PROMPT:
In the entries that follow, find every line containing "params" and copy it.

RECORDS FOR THIS TASK:
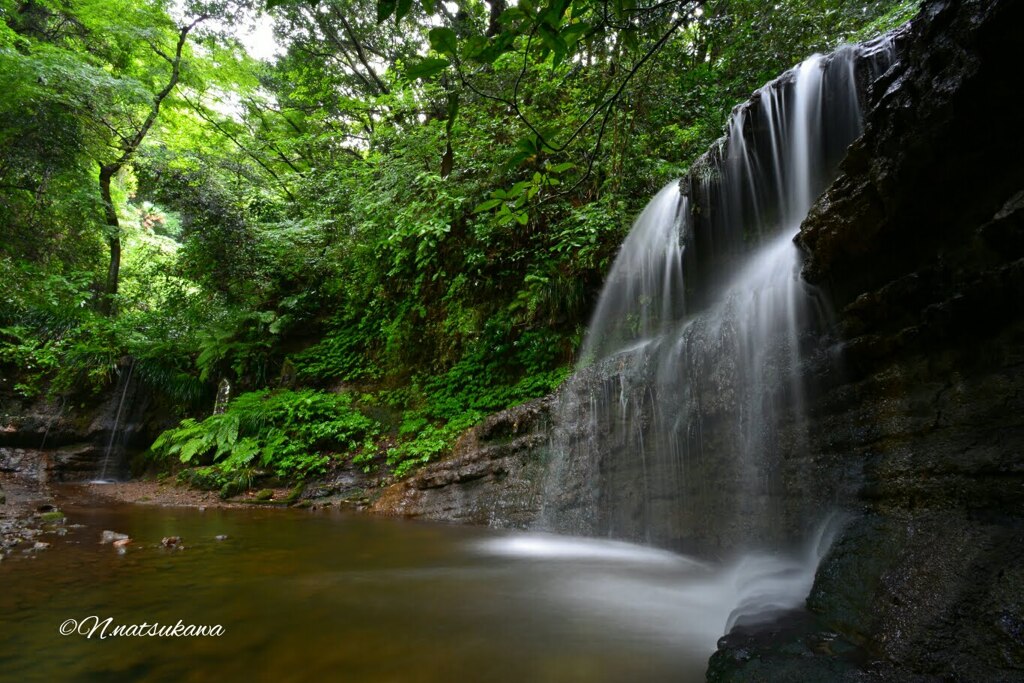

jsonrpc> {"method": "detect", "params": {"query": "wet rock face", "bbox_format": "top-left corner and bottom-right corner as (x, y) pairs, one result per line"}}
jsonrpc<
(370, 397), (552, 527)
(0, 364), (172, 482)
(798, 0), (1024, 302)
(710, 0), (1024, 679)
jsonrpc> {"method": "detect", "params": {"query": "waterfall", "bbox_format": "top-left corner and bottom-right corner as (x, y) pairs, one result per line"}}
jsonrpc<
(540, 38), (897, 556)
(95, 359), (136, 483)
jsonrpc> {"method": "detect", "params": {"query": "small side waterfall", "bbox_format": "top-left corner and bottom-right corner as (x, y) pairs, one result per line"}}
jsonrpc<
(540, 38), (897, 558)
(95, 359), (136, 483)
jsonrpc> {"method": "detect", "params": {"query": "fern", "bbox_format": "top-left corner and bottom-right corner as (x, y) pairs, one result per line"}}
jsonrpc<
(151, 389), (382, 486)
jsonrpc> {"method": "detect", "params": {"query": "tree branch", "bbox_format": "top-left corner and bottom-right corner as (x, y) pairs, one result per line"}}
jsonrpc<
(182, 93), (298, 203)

WRITTEN SOLUTION:
jsonrpc> {"method": "detect", "params": {"query": "wet rock face", "bbox_format": "top-left corner and bottom-right corner as (x, y) pairs, one result per line"}}
jsonrpc> {"method": "detect", "params": {"query": "waterfall", "bbox_format": "top-left corner and bottom-right corner as (x, y) pairs, one result per line"}}
jsonrpc> {"method": "detect", "params": {"query": "small side waterfall", "bbox_format": "top-left corner and bottom-right corner as (x, y) pairs, one result per line"}}
jsonrpc> {"method": "detect", "params": {"query": "fern", "bbox_format": "top-left corner and bottom-right corner as (x, y) pairs, one result per line"}}
jsonrpc> {"method": "detect", "params": {"query": "tree branch", "bbox_format": "top-left corner and bottom-right corner as (x, y) pairs, one result per line"}}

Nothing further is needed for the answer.